[Supplied passage]
/---
# Predictive Modeling: Donor Retention in Non-Profit Organizations

## Introduction
Non-Profit Organizations (NPOs) play a vital role in social, educational, and economic development, but they rely heavily on fundraising, which makes understanding donor behavior critical, as one of the major challenges NPOs face is maintaining donor engagement and loyalty over time.


This project aims to tackle this issue by analyzing donor behavior to identify both loyal and at-risk donors. The insights gained will support NPOs in designing more effective fundraising and communication strategies, ultimately enhancing their ability to sustain and grow their initiatives.

To achieve this, we use the [Donor Data](https://www.kaggle.com/datasets/maheshpandey87/donor-data/data)
from Kaggle, which comprises six tables detailing donors, donations, campaigns, project results, and engagement activities. These data provide a comprehensive view of donor interactions and contributions, forming the basis for our analysis.

 ## Methodology
 #### **Exploratory data Analysis**
 - data preparation
 - business understanding
 - data understanding
 #### **Major questions**
These questions deepen our grasp of the business and data context, steering the analysis toward the NPO’s core concerns and enabling a thorough exploration of donor dynamics.

This part is crucial, as it serves as a compass that guides our analysis and helps address stakeholders' concerns or uncover relevant information.
#### **Modeling**
""'''''
#### **Model Evaluation**
### **Recommendations**
### **References**
#### **Contact information**
the contact information of the two data scientist who work on this project is provided.
\---
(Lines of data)
/---
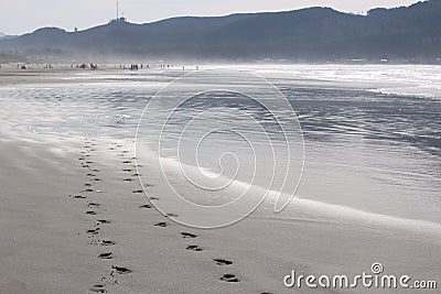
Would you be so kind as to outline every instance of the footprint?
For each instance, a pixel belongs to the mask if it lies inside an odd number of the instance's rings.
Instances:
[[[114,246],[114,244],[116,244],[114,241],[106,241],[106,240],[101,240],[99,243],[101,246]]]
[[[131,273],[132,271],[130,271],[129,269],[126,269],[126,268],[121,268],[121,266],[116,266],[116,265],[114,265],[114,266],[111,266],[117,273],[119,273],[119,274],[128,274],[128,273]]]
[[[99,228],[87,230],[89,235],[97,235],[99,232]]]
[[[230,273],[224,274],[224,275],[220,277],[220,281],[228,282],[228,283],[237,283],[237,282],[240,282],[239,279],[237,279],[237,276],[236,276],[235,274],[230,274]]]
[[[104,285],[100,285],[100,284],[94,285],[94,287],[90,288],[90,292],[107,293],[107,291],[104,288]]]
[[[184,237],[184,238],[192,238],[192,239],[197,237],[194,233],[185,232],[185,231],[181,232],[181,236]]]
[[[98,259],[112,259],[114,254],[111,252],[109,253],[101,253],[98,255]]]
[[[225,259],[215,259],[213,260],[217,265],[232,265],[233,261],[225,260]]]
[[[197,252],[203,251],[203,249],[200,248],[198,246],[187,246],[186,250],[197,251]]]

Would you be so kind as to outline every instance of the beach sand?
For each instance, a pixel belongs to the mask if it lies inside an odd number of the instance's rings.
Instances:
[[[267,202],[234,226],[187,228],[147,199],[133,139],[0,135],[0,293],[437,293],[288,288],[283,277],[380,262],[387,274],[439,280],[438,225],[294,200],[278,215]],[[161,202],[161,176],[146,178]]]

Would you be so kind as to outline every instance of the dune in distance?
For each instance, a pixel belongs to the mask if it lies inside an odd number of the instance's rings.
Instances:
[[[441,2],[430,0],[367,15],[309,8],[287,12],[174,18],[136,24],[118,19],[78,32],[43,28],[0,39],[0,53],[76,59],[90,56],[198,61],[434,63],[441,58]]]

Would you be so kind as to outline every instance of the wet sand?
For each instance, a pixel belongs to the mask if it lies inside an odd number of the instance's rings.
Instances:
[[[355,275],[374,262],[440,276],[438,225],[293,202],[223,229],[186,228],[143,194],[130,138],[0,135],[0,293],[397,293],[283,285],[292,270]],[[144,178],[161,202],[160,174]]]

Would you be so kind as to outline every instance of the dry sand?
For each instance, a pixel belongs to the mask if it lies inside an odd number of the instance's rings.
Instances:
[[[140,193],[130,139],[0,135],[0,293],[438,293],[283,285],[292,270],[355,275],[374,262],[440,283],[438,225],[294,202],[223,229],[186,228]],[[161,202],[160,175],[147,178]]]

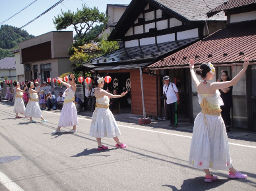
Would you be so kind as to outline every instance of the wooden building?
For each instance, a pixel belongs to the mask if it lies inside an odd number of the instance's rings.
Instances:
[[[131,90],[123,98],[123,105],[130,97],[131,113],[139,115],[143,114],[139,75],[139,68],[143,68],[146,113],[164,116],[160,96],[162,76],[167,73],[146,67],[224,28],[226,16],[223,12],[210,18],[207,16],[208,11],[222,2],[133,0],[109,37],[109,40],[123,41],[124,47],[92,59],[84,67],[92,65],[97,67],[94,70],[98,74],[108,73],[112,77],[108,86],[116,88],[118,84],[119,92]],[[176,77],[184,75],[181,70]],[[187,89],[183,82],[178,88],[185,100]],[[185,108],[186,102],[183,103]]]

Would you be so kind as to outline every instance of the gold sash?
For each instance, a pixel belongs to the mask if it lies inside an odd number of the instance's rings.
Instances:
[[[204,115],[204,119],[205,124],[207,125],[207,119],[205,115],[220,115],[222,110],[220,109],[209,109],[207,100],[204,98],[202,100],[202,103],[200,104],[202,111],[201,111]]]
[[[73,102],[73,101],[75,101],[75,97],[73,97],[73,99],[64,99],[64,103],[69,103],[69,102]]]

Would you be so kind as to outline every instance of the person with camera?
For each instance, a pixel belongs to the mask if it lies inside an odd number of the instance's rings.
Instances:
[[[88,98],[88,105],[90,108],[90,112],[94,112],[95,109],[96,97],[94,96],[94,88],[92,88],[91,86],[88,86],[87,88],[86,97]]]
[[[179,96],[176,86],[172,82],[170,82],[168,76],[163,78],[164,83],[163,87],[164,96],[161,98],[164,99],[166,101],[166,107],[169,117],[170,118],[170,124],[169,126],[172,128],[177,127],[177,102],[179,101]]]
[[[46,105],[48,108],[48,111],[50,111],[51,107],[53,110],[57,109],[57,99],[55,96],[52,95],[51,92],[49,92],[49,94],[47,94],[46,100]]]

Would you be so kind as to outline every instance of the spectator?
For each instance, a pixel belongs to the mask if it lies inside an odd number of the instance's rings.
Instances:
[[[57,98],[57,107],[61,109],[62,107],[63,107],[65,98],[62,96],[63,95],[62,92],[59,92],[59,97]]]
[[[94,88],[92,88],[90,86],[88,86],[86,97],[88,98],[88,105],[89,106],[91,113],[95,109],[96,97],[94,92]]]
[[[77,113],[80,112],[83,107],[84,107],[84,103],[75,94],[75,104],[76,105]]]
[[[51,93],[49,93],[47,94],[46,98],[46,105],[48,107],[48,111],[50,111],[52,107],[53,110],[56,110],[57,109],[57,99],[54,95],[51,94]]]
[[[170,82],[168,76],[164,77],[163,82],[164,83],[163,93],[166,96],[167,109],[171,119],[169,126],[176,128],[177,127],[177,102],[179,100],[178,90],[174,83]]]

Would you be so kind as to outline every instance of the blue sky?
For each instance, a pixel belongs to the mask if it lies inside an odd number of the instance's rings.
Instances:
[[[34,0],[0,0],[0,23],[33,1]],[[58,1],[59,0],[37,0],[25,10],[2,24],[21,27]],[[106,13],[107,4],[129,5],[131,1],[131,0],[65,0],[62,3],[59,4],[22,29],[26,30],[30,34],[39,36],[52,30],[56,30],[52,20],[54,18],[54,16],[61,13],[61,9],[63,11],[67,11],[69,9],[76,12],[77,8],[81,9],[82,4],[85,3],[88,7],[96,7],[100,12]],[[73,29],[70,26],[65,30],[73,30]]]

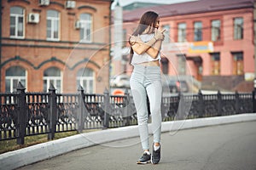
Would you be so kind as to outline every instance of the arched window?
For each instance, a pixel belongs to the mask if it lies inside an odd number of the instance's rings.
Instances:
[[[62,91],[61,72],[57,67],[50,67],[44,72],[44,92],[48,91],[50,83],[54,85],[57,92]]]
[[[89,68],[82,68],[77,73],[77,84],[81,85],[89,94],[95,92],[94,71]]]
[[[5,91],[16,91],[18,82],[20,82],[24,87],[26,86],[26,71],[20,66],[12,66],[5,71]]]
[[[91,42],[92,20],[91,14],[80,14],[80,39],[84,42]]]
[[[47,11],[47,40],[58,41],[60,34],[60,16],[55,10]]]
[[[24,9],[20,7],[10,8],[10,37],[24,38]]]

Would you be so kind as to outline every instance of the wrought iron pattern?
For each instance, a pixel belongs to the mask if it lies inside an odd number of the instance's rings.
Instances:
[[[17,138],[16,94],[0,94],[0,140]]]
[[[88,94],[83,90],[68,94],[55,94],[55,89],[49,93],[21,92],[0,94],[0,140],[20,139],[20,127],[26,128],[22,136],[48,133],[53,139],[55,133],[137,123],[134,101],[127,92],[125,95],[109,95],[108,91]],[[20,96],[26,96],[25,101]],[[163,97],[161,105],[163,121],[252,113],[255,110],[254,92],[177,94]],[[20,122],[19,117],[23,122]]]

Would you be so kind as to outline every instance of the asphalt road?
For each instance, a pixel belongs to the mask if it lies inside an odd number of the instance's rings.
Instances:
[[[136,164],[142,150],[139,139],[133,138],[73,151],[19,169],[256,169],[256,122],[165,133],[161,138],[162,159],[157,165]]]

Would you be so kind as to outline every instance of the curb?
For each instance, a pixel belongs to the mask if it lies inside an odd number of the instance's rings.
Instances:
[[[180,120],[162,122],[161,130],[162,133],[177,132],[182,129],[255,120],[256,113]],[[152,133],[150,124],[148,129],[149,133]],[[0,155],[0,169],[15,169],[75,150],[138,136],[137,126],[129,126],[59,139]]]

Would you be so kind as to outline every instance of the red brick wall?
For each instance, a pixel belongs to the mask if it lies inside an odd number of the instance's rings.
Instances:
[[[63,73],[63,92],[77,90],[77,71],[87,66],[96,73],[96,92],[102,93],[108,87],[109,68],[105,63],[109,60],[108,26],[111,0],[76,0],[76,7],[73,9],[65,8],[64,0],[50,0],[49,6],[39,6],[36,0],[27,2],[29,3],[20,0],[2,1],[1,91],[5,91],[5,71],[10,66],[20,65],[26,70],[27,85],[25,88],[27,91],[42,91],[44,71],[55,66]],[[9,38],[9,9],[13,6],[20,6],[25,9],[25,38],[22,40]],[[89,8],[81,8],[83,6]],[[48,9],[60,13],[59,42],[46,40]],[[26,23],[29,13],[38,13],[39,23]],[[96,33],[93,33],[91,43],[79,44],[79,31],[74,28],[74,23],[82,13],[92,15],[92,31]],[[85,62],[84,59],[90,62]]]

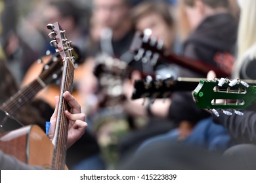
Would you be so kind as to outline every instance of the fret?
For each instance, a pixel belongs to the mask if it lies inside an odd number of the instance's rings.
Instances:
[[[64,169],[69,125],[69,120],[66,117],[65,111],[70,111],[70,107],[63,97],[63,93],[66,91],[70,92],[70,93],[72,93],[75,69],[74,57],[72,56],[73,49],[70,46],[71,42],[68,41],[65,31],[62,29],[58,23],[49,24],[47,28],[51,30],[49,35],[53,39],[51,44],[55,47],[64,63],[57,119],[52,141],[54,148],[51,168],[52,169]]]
\---
/---
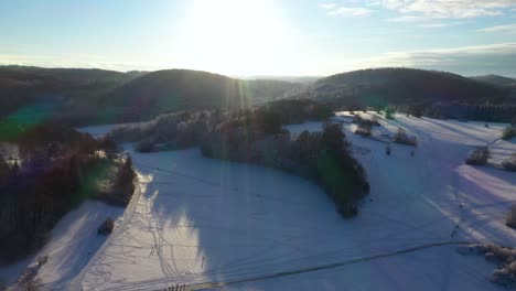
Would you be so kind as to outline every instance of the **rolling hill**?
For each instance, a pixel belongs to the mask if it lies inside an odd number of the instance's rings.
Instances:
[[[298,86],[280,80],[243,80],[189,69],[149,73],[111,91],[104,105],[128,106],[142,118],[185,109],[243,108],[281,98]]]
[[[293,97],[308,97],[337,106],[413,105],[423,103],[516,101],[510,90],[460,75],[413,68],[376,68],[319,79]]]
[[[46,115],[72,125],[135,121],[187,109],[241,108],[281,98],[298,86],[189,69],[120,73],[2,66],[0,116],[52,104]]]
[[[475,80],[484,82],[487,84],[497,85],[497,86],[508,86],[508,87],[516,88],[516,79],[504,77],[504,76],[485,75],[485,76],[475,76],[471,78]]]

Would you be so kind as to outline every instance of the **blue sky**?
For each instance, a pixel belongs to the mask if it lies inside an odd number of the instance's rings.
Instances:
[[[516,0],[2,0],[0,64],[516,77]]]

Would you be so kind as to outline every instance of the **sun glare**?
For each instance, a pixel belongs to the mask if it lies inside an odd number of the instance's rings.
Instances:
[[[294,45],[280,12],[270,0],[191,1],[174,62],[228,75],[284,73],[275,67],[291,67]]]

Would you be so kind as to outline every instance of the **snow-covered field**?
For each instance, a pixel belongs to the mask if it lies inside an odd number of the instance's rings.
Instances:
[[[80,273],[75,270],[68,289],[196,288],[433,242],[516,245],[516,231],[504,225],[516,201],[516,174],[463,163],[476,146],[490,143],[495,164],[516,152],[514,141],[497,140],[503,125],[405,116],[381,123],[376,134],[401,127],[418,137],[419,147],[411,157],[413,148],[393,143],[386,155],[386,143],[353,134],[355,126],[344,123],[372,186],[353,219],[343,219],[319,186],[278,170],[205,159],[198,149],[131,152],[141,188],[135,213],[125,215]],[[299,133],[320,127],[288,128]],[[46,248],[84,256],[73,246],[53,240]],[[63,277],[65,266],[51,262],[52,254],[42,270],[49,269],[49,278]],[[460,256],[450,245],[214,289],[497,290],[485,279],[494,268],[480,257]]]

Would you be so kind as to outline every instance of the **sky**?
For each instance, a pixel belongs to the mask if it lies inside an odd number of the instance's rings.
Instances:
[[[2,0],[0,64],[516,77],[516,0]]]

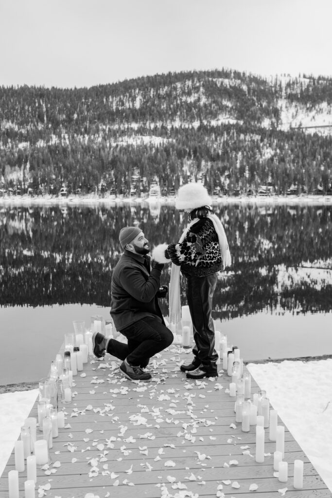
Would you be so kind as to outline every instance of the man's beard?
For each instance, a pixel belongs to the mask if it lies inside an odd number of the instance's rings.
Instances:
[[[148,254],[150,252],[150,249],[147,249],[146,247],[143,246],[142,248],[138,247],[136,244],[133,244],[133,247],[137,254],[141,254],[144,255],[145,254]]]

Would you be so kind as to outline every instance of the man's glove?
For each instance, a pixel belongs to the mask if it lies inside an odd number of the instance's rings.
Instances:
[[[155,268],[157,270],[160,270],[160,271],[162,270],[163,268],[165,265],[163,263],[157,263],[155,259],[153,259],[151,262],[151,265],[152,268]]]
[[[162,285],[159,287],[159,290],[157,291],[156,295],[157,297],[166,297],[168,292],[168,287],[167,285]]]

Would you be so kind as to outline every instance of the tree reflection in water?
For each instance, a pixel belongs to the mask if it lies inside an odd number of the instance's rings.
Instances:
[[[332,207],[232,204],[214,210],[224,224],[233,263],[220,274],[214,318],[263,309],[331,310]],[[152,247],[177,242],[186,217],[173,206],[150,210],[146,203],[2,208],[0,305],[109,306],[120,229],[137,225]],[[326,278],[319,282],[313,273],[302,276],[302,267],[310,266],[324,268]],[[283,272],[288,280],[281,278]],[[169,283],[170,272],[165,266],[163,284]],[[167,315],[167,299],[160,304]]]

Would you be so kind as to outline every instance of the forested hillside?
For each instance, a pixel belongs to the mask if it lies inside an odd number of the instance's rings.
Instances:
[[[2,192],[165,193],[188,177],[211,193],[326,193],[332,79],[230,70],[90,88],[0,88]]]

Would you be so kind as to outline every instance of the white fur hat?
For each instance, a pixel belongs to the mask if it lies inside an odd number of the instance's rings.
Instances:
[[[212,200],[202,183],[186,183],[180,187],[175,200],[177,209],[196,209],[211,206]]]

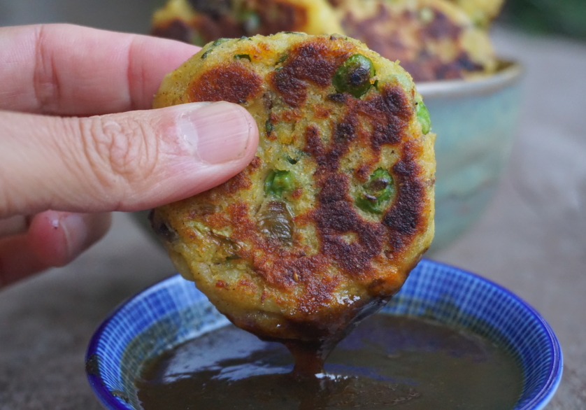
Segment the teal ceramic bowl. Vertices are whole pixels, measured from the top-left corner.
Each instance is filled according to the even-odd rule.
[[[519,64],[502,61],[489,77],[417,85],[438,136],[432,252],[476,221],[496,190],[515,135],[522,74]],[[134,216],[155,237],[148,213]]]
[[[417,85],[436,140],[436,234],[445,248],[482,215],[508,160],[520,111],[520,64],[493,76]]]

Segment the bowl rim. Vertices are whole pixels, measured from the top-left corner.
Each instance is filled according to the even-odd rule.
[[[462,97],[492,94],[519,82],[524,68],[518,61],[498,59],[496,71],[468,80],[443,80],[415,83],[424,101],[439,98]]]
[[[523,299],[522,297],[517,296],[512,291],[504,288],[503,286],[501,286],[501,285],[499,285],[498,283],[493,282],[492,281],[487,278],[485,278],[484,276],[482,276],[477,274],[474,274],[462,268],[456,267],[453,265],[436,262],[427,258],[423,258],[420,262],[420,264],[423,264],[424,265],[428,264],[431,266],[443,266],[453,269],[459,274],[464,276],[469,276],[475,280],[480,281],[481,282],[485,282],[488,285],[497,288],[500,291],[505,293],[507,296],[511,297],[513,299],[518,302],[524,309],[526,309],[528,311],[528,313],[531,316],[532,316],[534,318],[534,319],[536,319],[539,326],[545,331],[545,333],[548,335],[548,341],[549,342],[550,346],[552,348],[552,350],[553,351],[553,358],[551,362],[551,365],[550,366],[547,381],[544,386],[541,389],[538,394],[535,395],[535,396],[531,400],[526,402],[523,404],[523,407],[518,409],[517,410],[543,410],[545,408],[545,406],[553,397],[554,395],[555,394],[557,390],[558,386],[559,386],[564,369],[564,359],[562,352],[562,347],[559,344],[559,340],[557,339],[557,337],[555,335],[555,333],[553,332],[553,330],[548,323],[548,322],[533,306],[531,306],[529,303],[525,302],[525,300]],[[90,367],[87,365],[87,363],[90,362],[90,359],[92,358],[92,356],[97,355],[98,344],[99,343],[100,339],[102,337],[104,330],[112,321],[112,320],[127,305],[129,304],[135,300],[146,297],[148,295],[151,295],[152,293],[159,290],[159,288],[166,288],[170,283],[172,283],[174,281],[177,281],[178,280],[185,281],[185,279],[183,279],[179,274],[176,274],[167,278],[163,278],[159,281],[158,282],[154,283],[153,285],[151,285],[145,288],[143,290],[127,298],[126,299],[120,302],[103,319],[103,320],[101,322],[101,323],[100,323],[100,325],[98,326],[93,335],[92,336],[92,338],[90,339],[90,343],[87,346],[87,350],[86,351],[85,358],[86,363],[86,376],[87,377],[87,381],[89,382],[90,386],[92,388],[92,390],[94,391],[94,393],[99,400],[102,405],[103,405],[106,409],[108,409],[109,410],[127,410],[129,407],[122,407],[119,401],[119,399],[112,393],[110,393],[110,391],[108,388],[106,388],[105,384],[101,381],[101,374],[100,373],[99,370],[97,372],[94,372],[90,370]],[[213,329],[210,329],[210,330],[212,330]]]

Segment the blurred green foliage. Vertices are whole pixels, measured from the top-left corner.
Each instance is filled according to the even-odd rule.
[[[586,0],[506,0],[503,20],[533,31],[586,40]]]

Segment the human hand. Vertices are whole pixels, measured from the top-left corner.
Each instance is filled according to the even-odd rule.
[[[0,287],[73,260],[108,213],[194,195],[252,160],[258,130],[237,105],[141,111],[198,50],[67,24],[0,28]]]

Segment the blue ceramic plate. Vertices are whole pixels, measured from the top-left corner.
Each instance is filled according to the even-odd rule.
\---
[Set tasks]
a) Sum up the donor retention write-up in two sentences.
b) In the donor retention write-up, copy the part from "This project aims" to "for our analysis.", swapping "at-risk" for "lapsing".

[Expected answers]
a) Non-profit organizations rely heavily on fundraising, and one of their major challenges is keeping donors engaged and loyal over time. This project analyzes donor behavior with the Donor Data from Kaggle, six tables on donors, donations, campaigns, project results, and engagement activities, to identify loyal and at-risk donors and help organizations design more effective fundraising and communication strategies.

b)
This project aims to tackle this issue by analyzing donor behavior to identify both loyal and lapsing donors. The insights gained will support NPOs in designing more effective fundraising and communication strategies, ultimately enhancing their ability to sustain and grow their initiatives.

To achieve this, we use the [Donor Data](https://www.kaggle.com/datasets/maheshpandey87/donor-data/data)
from Kaggle, which comprises six tables detailing donors, donations, campaigns, project results, and engagement activities. These data provide a comprehensive view of donor interactions and contributions, forming the basis for our analysis.